> _TEXT FOR ANALYSIS_

---+---

Begin again
There comes a time where you are forced to choose how you want to deal with the uncertainty that arises. An inevitable force of nature, where even if one attempts to control everything that can be thought of to avert this fearful feature of being human, there is no way to truly exist peacefully without experiencing feelings you don’t plan for.
That’s the thing, I didn’t plan on playing through repetitive concussions as a competitive athlete, having panic attacks to the point of desperation for it all to stop, being forced to leave the dorms and my classes until further notice, and ultimately ending up with a first of many inpatient psychiatric hospitalizations, never to step on the soccer field again. It is something I'm still working on, still working through, but I can't deny how far I've come already. To have the opportunity to still be here, fighting for the life I know I deserve, is something that keeps me going, knowing that others were not given another chance to defeat a predetermined force.
There’s a reason I started creating in the first place, and it was far from anything like this. I created to stay alive. When I didn't know how else to communicate how much I was suffering and didn't have sports as an outlet, I turned to pen and paper to make sense of it all. It started with one notebook from a college teammate, one "good morning" and eventually "I'm proud of you", and unintentionally becoming a consistent refuge throughout all stages of this journey that continues.
Something I'm learning is that starting again doesn’t have to begin at any certain point besides a moment at a time. You don’t have to go all the way back investigating and analyzing moments and details in order to go forward either. There is a time and place for working to understand how you’ve gotten to where you are today, but with a balance too of letting go of what doesn’t serve you.
I’m still working through the fact that I’ve spent majority of my adult life repeating the same cycles, in and out of various levels of treatment, both medically and psychiatrically, all in an effort to manage the consequences of decisions made and the constantly changing diagnosis that would follow. There were so many labels, and evaluations, and opinions, and treatment plans, that for a while, the confusion of trying to establish “what is wrong with me” became my main objective in being able to have the ultimate label presented: recovered. Does everything always need to make sense?

---+---

> _INFORMATION SHOWN_
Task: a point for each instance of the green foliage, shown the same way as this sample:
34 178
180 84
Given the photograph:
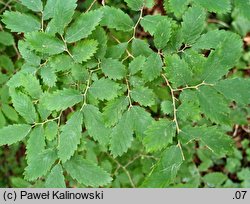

---+---

> _EXERCISE GOAL_
Continue the personal essay "Begin again" from its last sentence. The data here is unrelated to the essay that precedes it.

> _ANSWER BOX_
Things really are different now. No, I don’t always make the right choice. I mean “right” based on the fact of whether or not the decision was made by my authentic self, one that usually supports growth, self-care, compassion, connection, and recovery. At this point, I’ve made a deal with myself: it’s no longer a mission of achieving a life that thrives off busyness, constant social interaction, productivity, and high stress/fast-paced work conditions. While maybe that’s who I strived to be, and still have the potential to make that lifestyle a reality today, if I really work towards it, deep down I know that’s not what I want anymore.
The mission instead, that is non-negotiable, is to live a life full of presence. Of being open to receive the gifts of the now, regardless of the noise that wavers in intensity throughout everyday happenings. Through art, I have found something much bigger than me. There's something special about the limitless potential of creating that I am determined to share with others.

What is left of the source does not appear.